▶ **TAREFAS PROPOSTAS**:
1 – Segundo o texto sobre o regime orteguista na Nicarágua, quantos deputados titulares do PLI foram destituídos?
2 – Prolongue o texto sobre o regime orteguista na Nicarágua a partir do ponto em que ele termina.

▶ **TRECHO**:
----------------
Anulados os direitos políticos democráticos e sem oposição, não existe nenhum vestígio do pluralismo que manda a Constituição.
Carlos F. Chamorro, Confidencial
(jornalista nicaraguense)
trad. Daniel Lopes
A destituição ilegal de dezesseis deputados titulares e doze suplentes eleitos em 2011 pelo opositor Partido Liberal Independente (PLI) representa o preâmbulo do novo sistema político que se pretende institucionalizar nas eleições de seis de novembro. Assim como o somozismo com o Partido Liberal Nacionalista e seu sistema de “minorias congeladas”, o orteguismo está instituindo sua própria versão de um regime de partido hegemônico com a Frente Sandinista de Libertação Nacional e seu bando de colaboracionistas. Ambos pertencem à mesma raça de “sanguessugas” do erário público. A diferença é que a ditadura dinástica anterior só podia contar com um partido parasita para dar aparência de formalidade democrática eleitoral – o PLI histórico nunca pactuou com Somoza –, enquanto que Daniel Ortega e a FSLN dispõem de um amplo leque de micropartidos satélites: PLC, PLI, PC, APRE e vários outros.
Essa aparente vantagem significa apenas que a corrupção pública e a degeneração da classe política agora se multiplicaram. O que, paradoxalmente, conspira contra a sobrevivência do orteguismo, pois sua própria cúpula familiar, seu entorno empresarial e as possibilidades de manter e expandir sua base social dependem cada vez mais de um sistema que está podre desde a raiz, tendo como sustento a corrupção da política.
----------------
▶ **INFORMAÇÕES EXIBIDAS**:

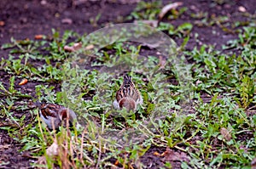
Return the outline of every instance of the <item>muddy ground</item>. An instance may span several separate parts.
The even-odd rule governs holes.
----------------
▶ **RESPOSTAS**:
1 – Dezesseis deputados titulares.

2 –
Do ponto de vista formal, o orteguismo alega que não é um regime de partido único, pois além da FSLN existem outros dezessete partidos que gozam de pessoa jurídica. Não obstante, anulados os direitos políticos democráticos e sem oposição, não existe nenhum vestígio do pluralismo que manda a Constituição. Todas as lideranças opositoras autenticamente democráticas, da centro-esquerda à centro-direita, foram decapitadas sem qualquer justificativa legal, em um ato de repressão baseado apenas em razões políticas.
Do Movimento Renovador Sandinista, despojaram sua pessoa jurídica em 2008, enquanto que do movimento liberal liderado por Eduardo Montealegre, arrebataram duas vezes a representação legal – primeiro em 2008, ao lhe retirarem a Aliança Liberal Nicaraguense (ALN), e em junho deste ano, em uma dupla vingança política, a guilhotina caiu outra vez no PLI, sem que isto signifique o ponto final da onda de perseguição.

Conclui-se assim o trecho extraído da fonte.